Supplied entries
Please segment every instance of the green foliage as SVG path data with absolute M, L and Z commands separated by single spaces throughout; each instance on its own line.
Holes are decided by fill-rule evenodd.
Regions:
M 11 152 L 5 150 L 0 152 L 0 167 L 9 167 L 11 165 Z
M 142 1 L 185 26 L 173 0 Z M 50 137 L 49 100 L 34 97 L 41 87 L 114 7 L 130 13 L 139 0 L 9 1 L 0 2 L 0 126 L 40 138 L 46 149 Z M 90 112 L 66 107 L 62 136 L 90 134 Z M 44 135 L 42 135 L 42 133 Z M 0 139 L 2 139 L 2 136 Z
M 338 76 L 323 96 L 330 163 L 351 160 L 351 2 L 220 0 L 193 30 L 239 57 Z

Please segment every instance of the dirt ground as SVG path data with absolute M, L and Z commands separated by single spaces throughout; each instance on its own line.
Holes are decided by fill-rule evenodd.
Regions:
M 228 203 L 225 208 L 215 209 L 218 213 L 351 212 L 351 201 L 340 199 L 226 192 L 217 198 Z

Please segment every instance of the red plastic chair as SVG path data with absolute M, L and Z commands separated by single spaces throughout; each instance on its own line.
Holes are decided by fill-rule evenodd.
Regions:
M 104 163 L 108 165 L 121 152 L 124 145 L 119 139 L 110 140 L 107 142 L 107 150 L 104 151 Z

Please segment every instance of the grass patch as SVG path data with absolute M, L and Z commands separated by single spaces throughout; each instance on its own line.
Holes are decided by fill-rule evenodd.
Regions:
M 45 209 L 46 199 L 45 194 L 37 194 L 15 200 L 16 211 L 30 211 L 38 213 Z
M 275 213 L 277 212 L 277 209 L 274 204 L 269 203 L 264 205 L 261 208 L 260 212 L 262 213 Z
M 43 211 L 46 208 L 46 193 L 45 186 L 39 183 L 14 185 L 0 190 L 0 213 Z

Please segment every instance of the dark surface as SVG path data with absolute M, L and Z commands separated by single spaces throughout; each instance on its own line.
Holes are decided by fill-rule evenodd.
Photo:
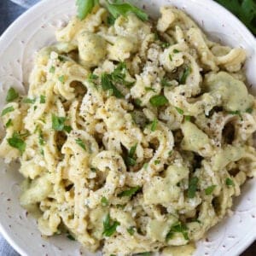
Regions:
M 24 11 L 25 9 L 15 3 L 12 3 L 9 0 L 0 0 L 0 34 L 2 34 L 4 32 L 4 30 Z M 14 254 L 8 253 L 6 255 L 1 256 L 11 255 Z M 249 247 L 243 253 L 241 253 L 241 256 L 256 256 L 256 241 L 251 247 Z

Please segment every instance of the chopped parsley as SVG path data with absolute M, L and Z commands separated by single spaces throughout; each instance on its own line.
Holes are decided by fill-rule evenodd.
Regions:
M 40 95 L 40 104 L 45 103 L 45 96 Z
M 13 106 L 8 107 L 2 111 L 1 116 L 3 116 L 3 115 L 7 114 L 8 113 L 10 113 L 13 111 L 15 111 L 15 108 Z
M 136 143 L 134 146 L 132 146 L 130 150 L 128 156 L 125 158 L 125 162 L 128 166 L 134 166 L 136 165 L 136 160 L 135 160 L 135 152 L 137 148 L 137 143 Z
M 102 74 L 102 86 L 103 90 L 111 90 L 117 98 L 123 98 L 123 94 L 114 86 L 111 74 Z
M 108 206 L 108 200 L 105 196 L 102 197 L 101 202 L 102 207 Z
M 230 177 L 226 178 L 226 185 L 227 186 L 235 186 L 233 180 Z
M 54 73 L 55 72 L 55 67 L 54 66 L 51 66 L 49 69 L 49 72 Z
M 188 228 L 181 222 L 174 224 L 166 236 L 166 241 L 172 239 L 175 233 L 182 233 L 185 240 L 189 240 Z
M 69 133 L 72 128 L 69 125 L 65 125 L 66 120 L 66 117 L 58 117 L 53 113 L 51 115 L 52 129 L 58 131 L 66 131 Z
M 156 92 L 155 89 L 152 88 L 152 87 L 145 87 L 146 91 L 154 91 Z
M 38 142 L 40 146 L 44 146 L 45 144 L 45 141 L 44 139 L 42 131 L 39 131 L 39 135 L 38 135 Z
M 24 103 L 34 104 L 36 102 L 36 99 L 25 98 L 23 100 Z
M 177 107 L 175 107 L 177 112 L 179 113 L 179 114 L 183 114 L 184 113 L 184 111 Z
M 7 141 L 11 147 L 17 148 L 20 154 L 23 154 L 26 149 L 26 143 L 21 137 L 18 132 L 15 131 L 12 137 L 8 138 Z
M 160 84 L 163 87 L 171 87 L 172 84 L 170 83 L 170 81 L 166 78 L 163 78 L 160 81 Z
M 19 93 L 15 90 L 15 88 L 11 87 L 7 92 L 5 101 L 7 102 L 11 102 L 18 97 L 19 97 Z
M 139 189 L 141 189 L 140 186 L 137 186 L 134 188 L 131 188 L 130 189 L 122 191 L 118 195 L 118 197 L 123 197 L 123 196 L 132 196 L 134 195 Z
M 185 121 L 190 121 L 191 116 L 190 115 L 185 115 Z
M 131 236 L 133 236 L 134 233 L 135 233 L 135 227 L 131 227 L 129 229 L 127 229 L 127 232 L 131 235 Z
M 110 3 L 108 1 L 107 9 L 114 19 L 117 19 L 119 15 L 126 16 L 129 13 L 133 13 L 143 21 L 148 20 L 148 16 L 145 12 L 129 3 L 116 2 Z
M 150 98 L 149 100 L 153 107 L 161 107 L 168 103 L 168 100 L 163 95 L 157 95 Z
M 86 147 L 80 138 L 76 139 L 76 143 L 79 145 L 83 149 L 86 150 Z
M 212 185 L 212 186 L 209 186 L 208 188 L 207 188 L 205 189 L 206 195 L 212 195 L 212 193 L 213 192 L 215 188 L 216 188 L 216 185 Z
M 199 178 L 197 177 L 193 177 L 189 180 L 189 189 L 188 189 L 188 197 L 189 198 L 194 198 L 195 196 L 198 182 L 199 182 Z
M 178 82 L 180 84 L 184 84 L 187 81 L 189 75 L 191 73 L 191 67 L 186 67 L 183 72 L 180 74 Z
M 104 230 L 102 235 L 105 236 L 111 236 L 116 231 L 116 228 L 119 224 L 120 224 L 118 221 L 112 221 L 108 213 L 103 221 Z
M 11 126 L 11 125 L 14 125 L 14 124 L 13 124 L 12 119 L 9 119 L 9 120 L 7 121 L 7 123 L 5 124 L 5 127 L 8 128 L 8 127 L 9 127 L 9 126 Z
M 156 127 L 157 127 L 157 123 L 158 123 L 158 119 L 154 119 L 154 121 L 152 122 L 151 127 L 150 127 L 152 131 L 155 131 Z
M 91 13 L 93 8 L 98 3 L 98 0 L 77 0 L 78 18 L 81 20 L 85 19 L 86 16 Z

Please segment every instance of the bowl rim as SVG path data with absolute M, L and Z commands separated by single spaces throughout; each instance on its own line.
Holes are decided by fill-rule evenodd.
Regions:
M 27 18 L 30 15 L 35 15 L 37 13 L 40 13 L 41 8 L 46 6 L 48 3 L 50 3 L 52 0 L 41 0 L 37 3 L 34 6 L 26 10 L 21 15 L 20 15 L 14 22 L 12 22 L 9 27 L 4 31 L 4 32 L 0 37 L 0 44 L 8 45 L 9 44 L 9 37 L 15 33 L 16 31 L 20 30 L 21 24 L 25 24 Z M 157 0 L 154 0 L 157 1 Z M 222 12 L 224 15 L 227 15 L 229 19 L 234 20 L 233 26 L 237 26 L 241 30 L 242 34 L 244 35 L 244 39 L 249 43 L 249 44 L 253 45 L 254 48 L 254 54 L 256 53 L 256 38 L 253 35 L 253 33 L 247 28 L 247 26 L 231 12 L 226 9 L 224 7 L 214 2 L 213 0 L 190 0 L 194 2 L 195 4 L 198 3 L 198 1 L 201 1 L 204 3 L 207 3 L 208 6 L 212 6 L 216 11 Z M 131 1 L 132 2 L 132 0 Z M 170 3 L 171 4 L 171 3 Z M 167 5 L 167 4 L 166 4 Z M 0 54 L 3 49 L 0 50 Z M 3 225 L 1 223 L 0 218 L 0 233 L 3 235 L 3 238 L 9 242 L 9 244 L 20 255 L 27 255 L 25 249 L 16 244 L 15 241 L 11 238 L 9 233 L 3 228 Z M 244 239 L 243 242 L 237 247 L 236 255 L 241 253 L 244 250 L 246 250 L 254 241 L 256 241 L 256 234 L 252 236 L 252 233 L 247 234 Z

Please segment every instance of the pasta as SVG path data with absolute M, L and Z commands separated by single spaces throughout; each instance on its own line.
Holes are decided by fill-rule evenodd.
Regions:
M 245 50 L 176 8 L 160 14 L 110 25 L 94 7 L 38 52 L 27 96 L 9 90 L 0 156 L 20 160 L 20 204 L 44 236 L 104 255 L 189 255 L 255 176 Z

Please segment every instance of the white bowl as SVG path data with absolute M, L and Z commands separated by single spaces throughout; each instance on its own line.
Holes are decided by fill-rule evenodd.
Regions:
M 246 71 L 251 91 L 256 93 L 256 41 L 230 13 L 211 0 L 137 0 L 153 16 L 159 8 L 173 4 L 183 9 L 215 40 L 241 46 L 248 54 Z M 0 109 L 7 89 L 26 90 L 34 53 L 55 41 L 55 31 L 76 12 L 74 0 L 44 0 L 21 15 L 0 39 Z M 25 86 L 23 84 L 26 84 Z M 3 132 L 3 127 L 2 127 Z M 0 231 L 21 255 L 94 255 L 65 236 L 43 239 L 32 217 L 19 204 L 18 164 L 8 166 L 0 160 Z M 248 181 L 235 200 L 234 215 L 212 229 L 207 239 L 198 242 L 195 255 L 234 256 L 256 238 L 256 179 Z M 95 254 L 96 255 L 96 254 Z

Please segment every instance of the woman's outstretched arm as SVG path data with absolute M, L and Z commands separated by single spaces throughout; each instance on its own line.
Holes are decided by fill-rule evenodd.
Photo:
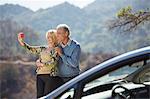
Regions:
M 31 45 L 27 44 L 26 42 L 24 42 L 23 38 L 21 38 L 20 35 L 18 35 L 18 41 L 21 46 L 23 46 L 26 50 L 28 50 L 29 52 L 31 52 L 33 54 L 39 54 L 42 51 L 42 49 L 45 48 L 45 47 L 41 47 L 41 46 L 31 46 Z

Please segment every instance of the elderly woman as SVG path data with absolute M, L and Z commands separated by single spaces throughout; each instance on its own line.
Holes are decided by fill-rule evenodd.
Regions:
M 30 46 L 18 35 L 21 46 L 33 54 L 39 55 L 37 65 L 37 98 L 47 95 L 62 83 L 57 76 L 58 56 L 55 51 L 57 46 L 56 30 L 49 30 L 46 33 L 48 46 Z

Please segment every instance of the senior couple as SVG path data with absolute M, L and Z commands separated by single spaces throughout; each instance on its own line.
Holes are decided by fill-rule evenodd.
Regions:
M 81 48 L 70 38 L 70 29 L 66 24 L 58 25 L 56 30 L 49 30 L 46 40 L 47 46 L 31 46 L 18 35 L 20 45 L 39 56 L 36 61 L 37 98 L 52 92 L 80 72 Z

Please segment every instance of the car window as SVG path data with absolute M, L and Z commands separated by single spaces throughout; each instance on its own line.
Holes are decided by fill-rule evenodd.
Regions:
M 99 92 L 106 91 L 107 89 L 109 89 L 109 87 L 111 89 L 113 87 L 113 85 L 108 86 L 108 88 L 106 88 L 106 90 L 102 89 L 102 87 L 99 87 L 99 86 L 107 84 L 111 81 L 117 81 L 117 80 L 121 80 L 121 79 L 125 78 L 126 76 L 130 75 L 131 73 L 135 72 L 137 69 L 142 67 L 143 63 L 144 62 L 141 61 L 141 62 L 137 62 L 134 64 L 123 66 L 122 68 L 114 70 L 100 78 L 97 78 L 97 79 L 85 84 L 84 89 L 83 89 L 84 96 L 90 95 L 91 93 L 92 94 L 97 93 L 98 91 Z M 97 90 L 96 88 L 98 88 L 98 87 L 99 87 L 98 91 L 95 91 L 95 90 Z M 94 91 L 94 92 L 90 92 L 90 91 Z
M 58 97 L 58 99 L 73 99 L 74 90 L 75 90 L 74 88 L 70 88 L 65 93 L 63 93 L 60 97 Z

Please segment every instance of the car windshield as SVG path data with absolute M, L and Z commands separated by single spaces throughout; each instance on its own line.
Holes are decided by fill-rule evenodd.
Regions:
M 93 87 L 105 84 L 105 83 L 112 82 L 112 81 L 123 80 L 123 78 L 132 74 L 133 72 L 135 72 L 136 70 L 138 70 L 142 66 L 143 66 L 143 61 L 134 63 L 132 65 L 123 66 L 117 70 L 114 70 L 114 71 L 86 84 L 84 91 L 89 90 Z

Requirements
Output the records from the very beginning through the line containing "M 43 211 L 46", that line included, as a JSON list of strings with one string per line and blank lines omitted.

Answer to the exercise
[
  "Please segment every instance of the green foliage as SVG path data with absolute M, L and Z commands separated by single spaces throughout; each instance on its own line.",
  "Holes are decided by fill-rule evenodd.",
  "Regions:",
  "M 11 152 L 5 150 L 0 152 L 0 167 L 9 167 L 11 165 Z",
  "M 142 1 L 185 26 L 173 0 Z M 50 137 L 49 100 L 34 97 L 41 87 L 114 7 L 130 13 L 139 0 L 9 1 L 0 2 L 0 126 L 40 138 L 46 149 Z M 90 112 L 66 107 L 62 136 L 90 134 Z M 44 135 L 42 135 L 42 133 Z M 0 139 L 2 139 L 2 136 Z",
  "M 338 76 L 323 96 L 330 163 L 351 160 L 351 2 L 220 0 L 193 30 L 239 57 Z",
  "Please segment every instance of the dirt ground as SVG path data with absolute M, L and Z commands separated by single spaces throughout; each instance on its own line.",
  "Holes are decided by fill-rule evenodd.",
  "Regions:",
  "M 228 203 L 225 208 L 215 209 L 218 213 L 351 212 L 351 201 L 340 199 L 226 192 L 217 198 Z",
  "Please segment every instance of the red plastic chair as SVG path data with absolute M, L and Z commands separated by single spaces throughout; each instance on its own line.",
  "Holes are decided by fill-rule evenodd.",
  "Regions:",
  "M 104 163 L 108 165 L 121 152 L 124 145 L 119 139 L 110 140 L 107 142 L 107 150 L 104 151 Z",
  "Please segment every instance of the grass patch as SVG path data with absolute M, L and Z commands separated by single spaces throughout; each instance on its own line.",
  "Holes are decided by fill-rule evenodd.",
  "Regions:",
  "M 45 209 L 46 199 L 45 194 L 37 194 L 15 200 L 16 211 L 30 211 L 38 213 Z",
  "M 275 213 L 277 212 L 277 209 L 274 204 L 269 203 L 264 205 L 261 208 L 260 212 L 262 213 Z",
  "M 43 211 L 46 208 L 46 193 L 45 186 L 39 183 L 14 185 L 0 190 L 0 213 Z"
]